==== TRECHO PARA LEITURA ====
A sobrevivência em meio a incertezas que a vida lhe apresenta é sempre um caminho difícil

Heloísa Helena dos Santos, tia Lu, é uma dessas mulheres: negra periférica que em toda sua vida tem resistido com determinação, garra e sabedoria para superar os solavancos que a vida apresenta.

Nascida em Belo Horizonte, quando criança por pouco não sofreu um abandono parental por conta de uma doença que a colocou às portas da morte. Heloísa resistiu!

Resgatada por uma tia, inicia sua longa caminhada em direção à vida. Passa a morar na cidade de Jequeri em Minas Gerais onde teve apoio e incentivo de uma professora, dona Ruth que foi determinante nos seus estudos iniciais.

Com 17 anos Heloísa vem para São Paulo conhecer os irmãos, ainda com os laços extremecidos em relação à família materna. Foi nesse período que Heloísa entrou em contato com a região de Cidade Ademar. Ainda jovem contraiu matrimônio, indo morar na cidade do Guarujá.

Infelizmente o companheiro faleceu com apenas 27 anos, deixando-a com uma filha ainda pequena.
====
**TAREFAS A REALIZAR:**
- a) Responda com base no trecho sobre Heloísa Helena dos Santos:
(i) Em que cidade Heloísa nasceu?
(ii) Qual professora foi determinante nos estudos iniciais dela?
(iii) Com que idade faleceu o companheiro de Heloísa?
- b) Transcreva do trecho sobre Heloísa Helena dos Santos tudo desde "Resgatada por uma" até "cidade do Guarujá.".
==== MATERIAL EXTRAÍDO ====
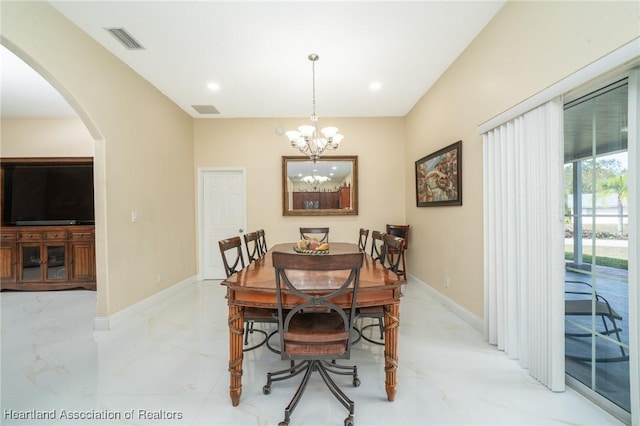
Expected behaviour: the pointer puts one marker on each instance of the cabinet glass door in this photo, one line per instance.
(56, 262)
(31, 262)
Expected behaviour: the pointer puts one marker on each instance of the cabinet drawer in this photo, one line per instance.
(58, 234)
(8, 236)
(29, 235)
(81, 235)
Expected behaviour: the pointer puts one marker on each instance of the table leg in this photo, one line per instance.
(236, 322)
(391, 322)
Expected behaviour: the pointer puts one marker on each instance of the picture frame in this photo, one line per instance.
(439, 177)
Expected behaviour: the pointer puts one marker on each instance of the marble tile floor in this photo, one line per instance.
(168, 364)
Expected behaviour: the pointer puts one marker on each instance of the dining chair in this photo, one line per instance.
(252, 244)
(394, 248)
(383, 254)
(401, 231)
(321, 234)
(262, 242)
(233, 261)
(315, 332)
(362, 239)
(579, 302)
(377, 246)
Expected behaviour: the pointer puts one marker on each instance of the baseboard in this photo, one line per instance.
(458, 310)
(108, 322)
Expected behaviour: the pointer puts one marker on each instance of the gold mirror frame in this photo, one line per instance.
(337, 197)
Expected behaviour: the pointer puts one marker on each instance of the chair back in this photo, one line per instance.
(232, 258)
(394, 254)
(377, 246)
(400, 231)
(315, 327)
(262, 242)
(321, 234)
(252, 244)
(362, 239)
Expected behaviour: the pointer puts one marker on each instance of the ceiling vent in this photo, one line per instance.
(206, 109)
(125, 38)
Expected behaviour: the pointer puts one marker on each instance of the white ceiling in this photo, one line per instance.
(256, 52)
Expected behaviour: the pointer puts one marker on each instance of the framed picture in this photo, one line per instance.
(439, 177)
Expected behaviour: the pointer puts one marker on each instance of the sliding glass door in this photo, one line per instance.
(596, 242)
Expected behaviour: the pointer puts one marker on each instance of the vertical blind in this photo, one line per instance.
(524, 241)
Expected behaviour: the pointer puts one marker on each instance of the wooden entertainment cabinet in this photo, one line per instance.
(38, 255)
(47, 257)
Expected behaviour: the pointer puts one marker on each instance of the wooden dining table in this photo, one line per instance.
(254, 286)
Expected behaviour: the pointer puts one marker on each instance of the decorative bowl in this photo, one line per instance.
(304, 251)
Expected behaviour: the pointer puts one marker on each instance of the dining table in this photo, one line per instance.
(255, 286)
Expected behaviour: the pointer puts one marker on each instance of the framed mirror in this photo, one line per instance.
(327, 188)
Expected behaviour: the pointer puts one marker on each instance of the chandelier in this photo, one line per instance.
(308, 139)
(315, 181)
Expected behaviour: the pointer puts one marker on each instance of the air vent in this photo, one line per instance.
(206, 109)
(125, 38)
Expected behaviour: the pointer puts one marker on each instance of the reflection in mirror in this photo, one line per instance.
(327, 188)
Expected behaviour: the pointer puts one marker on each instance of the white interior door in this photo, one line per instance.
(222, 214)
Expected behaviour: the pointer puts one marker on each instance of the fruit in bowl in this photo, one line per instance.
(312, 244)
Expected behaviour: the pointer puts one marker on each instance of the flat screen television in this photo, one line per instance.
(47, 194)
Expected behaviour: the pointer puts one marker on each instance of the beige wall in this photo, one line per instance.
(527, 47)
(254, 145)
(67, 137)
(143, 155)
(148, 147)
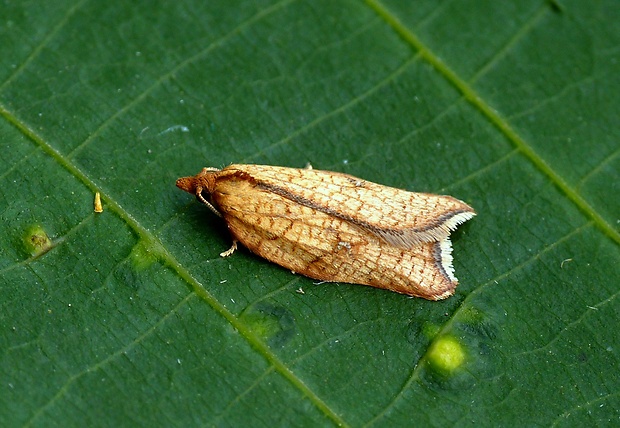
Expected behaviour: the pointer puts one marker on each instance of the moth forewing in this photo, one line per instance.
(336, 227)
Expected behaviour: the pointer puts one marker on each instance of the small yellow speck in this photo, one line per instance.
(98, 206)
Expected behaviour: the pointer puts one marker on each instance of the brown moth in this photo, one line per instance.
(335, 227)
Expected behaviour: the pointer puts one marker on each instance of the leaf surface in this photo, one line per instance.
====
**RESPOSTAS DOS EXERCÍCIOS:**
- a)
(i) Belo Horizonte.
(ii) Dona Ruth.
(iii) Com 27 anos.

- b)
Resgatada por uma tia, inicia sua longa caminhada em direção à vida. Passa a morar na cidade de Jequeri em Minas Gerais onde teve apoio e incentivo de uma professora, dona Ruth que foi determinante nos seus estudos iniciais.

Com 17 anos Heloísa vem para São Paulo conhecer os irmãos, ainda com os laços extremecidos em relação à família materna. Foi nesse período que Heloísa entrou em contato com a região de Cidade Ademar. Ainda jovem contraiu matrimônio, indo morar na cidade do Guarujá.